Excerpt from a dataset
____

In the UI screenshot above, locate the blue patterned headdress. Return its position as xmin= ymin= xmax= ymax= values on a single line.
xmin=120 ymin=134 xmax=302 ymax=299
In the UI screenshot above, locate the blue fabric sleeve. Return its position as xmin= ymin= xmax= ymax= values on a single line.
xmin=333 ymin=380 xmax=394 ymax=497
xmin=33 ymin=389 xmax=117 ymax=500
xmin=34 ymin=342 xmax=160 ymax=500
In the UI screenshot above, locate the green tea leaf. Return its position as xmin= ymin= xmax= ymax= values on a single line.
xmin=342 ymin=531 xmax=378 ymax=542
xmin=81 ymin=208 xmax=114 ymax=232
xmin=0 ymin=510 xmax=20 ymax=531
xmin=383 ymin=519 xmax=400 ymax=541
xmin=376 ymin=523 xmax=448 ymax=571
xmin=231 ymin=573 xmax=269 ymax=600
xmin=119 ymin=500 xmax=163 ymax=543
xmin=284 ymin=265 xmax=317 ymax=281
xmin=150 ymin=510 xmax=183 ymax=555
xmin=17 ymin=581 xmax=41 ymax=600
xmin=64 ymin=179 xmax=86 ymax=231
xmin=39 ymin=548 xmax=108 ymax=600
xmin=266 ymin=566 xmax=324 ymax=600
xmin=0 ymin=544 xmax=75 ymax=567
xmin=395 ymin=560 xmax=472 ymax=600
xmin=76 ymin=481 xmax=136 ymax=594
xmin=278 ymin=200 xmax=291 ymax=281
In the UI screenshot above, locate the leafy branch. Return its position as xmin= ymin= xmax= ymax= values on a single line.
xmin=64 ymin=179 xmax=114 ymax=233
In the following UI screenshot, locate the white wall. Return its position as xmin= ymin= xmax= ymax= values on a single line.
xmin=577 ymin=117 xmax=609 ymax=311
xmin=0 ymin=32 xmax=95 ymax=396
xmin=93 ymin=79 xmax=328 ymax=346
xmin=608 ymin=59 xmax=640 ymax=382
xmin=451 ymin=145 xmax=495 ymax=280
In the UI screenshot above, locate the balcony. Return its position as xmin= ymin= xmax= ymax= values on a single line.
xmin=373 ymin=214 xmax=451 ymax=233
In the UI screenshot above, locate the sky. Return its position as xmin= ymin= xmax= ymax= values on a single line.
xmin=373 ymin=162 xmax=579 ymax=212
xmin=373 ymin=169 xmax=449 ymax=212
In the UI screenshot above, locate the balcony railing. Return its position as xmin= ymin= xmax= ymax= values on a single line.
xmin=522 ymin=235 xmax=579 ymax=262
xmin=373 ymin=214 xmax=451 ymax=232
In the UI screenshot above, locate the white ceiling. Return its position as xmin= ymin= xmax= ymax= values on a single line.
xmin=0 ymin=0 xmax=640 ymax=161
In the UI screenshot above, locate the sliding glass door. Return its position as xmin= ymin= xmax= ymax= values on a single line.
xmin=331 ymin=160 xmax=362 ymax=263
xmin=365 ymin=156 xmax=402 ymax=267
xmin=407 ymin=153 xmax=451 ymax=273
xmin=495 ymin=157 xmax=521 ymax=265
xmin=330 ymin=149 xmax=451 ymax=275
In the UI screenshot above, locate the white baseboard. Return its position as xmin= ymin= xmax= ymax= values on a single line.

____

→ TO DO
Print every row above verbatim, in the same order, leaving nothing out.

→ SOLUTION TO THIS TASK
In the UI screenshot above, locate the blue patterned headdress. Return its position as xmin= ymin= xmax= ymax= values on a single line.
xmin=120 ymin=134 xmax=302 ymax=299
In the UI screenshot above, locate the blue fabric sleeve. Return its position as xmin= ymin= xmax= ymax= values on a single line.
xmin=333 ymin=380 xmax=394 ymax=497
xmin=33 ymin=389 xmax=117 ymax=500
xmin=34 ymin=342 xmax=160 ymax=500
In the UI screenshot above, locate the green tea leaf. Return its position as xmin= ymin= xmax= ymax= values on a single line.
xmin=342 ymin=531 xmax=378 ymax=542
xmin=81 ymin=208 xmax=114 ymax=232
xmin=0 ymin=510 xmax=20 ymax=531
xmin=383 ymin=519 xmax=400 ymax=541
xmin=376 ymin=523 xmax=448 ymax=571
xmin=231 ymin=573 xmax=269 ymax=600
xmin=119 ymin=500 xmax=163 ymax=543
xmin=284 ymin=265 xmax=317 ymax=281
xmin=150 ymin=510 xmax=183 ymax=555
xmin=17 ymin=581 xmax=41 ymax=600
xmin=64 ymin=179 xmax=86 ymax=231
xmin=39 ymin=548 xmax=108 ymax=600
xmin=266 ymin=566 xmax=324 ymax=600
xmin=0 ymin=544 xmax=75 ymax=567
xmin=395 ymin=560 xmax=472 ymax=600
xmin=76 ymin=481 xmax=136 ymax=594
xmin=278 ymin=200 xmax=291 ymax=281
In the UI screenshot above, locate the leafy branch. Return its position as xmin= ymin= xmax= ymax= values on a single line.
xmin=64 ymin=179 xmax=114 ymax=233
In the following UI screenshot, locate the white wall. Return its position as xmin= ymin= xmax= ymax= values on a single line.
xmin=577 ymin=117 xmax=609 ymax=311
xmin=0 ymin=32 xmax=95 ymax=396
xmin=93 ymin=79 xmax=328 ymax=346
xmin=608 ymin=59 xmax=640 ymax=382
xmin=451 ymin=145 xmax=495 ymax=280
In the UI screenshot above, locate the balcony. Return its position as xmin= ymin= xmax= ymax= values on a single line.
xmin=373 ymin=214 xmax=451 ymax=233
In the UI screenshot above, locate the sky. Return its position as xmin= ymin= xmax= ymax= values on a single line.
xmin=373 ymin=162 xmax=579 ymax=212
xmin=373 ymin=169 xmax=449 ymax=212
In the UI screenshot above, locate the balcony railing. Return its position as xmin= ymin= xmax= ymax= values on a single line.
xmin=522 ymin=235 xmax=579 ymax=262
xmin=373 ymin=214 xmax=451 ymax=232
In the UI screenshot above, locate the white ceiling. Return its position as xmin= ymin= xmax= ymax= values on a single line.
xmin=0 ymin=0 xmax=640 ymax=161
In the UI screenshot above, locate the sliding glass door. Return its position as xmin= ymin= xmax= ymax= values on a single line.
xmin=331 ymin=160 xmax=362 ymax=263
xmin=365 ymin=156 xmax=402 ymax=267
xmin=407 ymin=153 xmax=451 ymax=273
xmin=495 ymin=157 xmax=521 ymax=265
xmin=330 ymin=149 xmax=451 ymax=275
In the UI screenshot above, locate the white baseboard. Return its position as xmin= ymin= xmax= ymax= values on a single line.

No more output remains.